[Phrase grounding data]
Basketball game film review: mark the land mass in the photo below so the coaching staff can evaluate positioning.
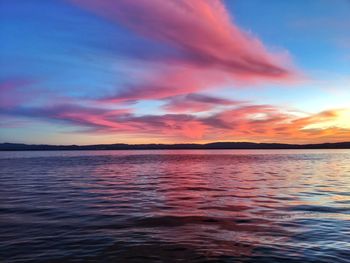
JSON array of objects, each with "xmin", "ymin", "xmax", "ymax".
[{"xmin": 1, "ymin": 142, "xmax": 350, "ymax": 151}]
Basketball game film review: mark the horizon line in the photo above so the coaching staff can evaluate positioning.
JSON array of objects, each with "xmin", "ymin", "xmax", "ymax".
[
  {"xmin": 1, "ymin": 141, "xmax": 350, "ymax": 151},
  {"xmin": 2, "ymin": 141, "xmax": 350, "ymax": 146}
]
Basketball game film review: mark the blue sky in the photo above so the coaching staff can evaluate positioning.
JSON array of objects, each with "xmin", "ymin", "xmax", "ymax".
[{"xmin": 1, "ymin": 0, "xmax": 349, "ymax": 144}]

EXERCISE AIM: Copy each line, exactly, that falls between the line containing "Basketball game film review: mark the horizon" and the end of the entries, both included.

WRITTEN SOLUTION:
Basketball game film review: mark the horizon line in the photo above so the coaching staff can evaluate positioning.
JSON array of objects, each with "xmin", "ymin", "xmax", "ymax".
[
  {"xmin": 1, "ymin": 141, "xmax": 350, "ymax": 151},
  {"xmin": 2, "ymin": 141, "xmax": 350, "ymax": 146}
]
Basketball game film review: mark the blue sky in the photo above so the coaching staff can evaluate positioning.
JSON array of objects, each with "xmin", "ymin", "xmax", "ymax".
[{"xmin": 1, "ymin": 0, "xmax": 349, "ymax": 144}]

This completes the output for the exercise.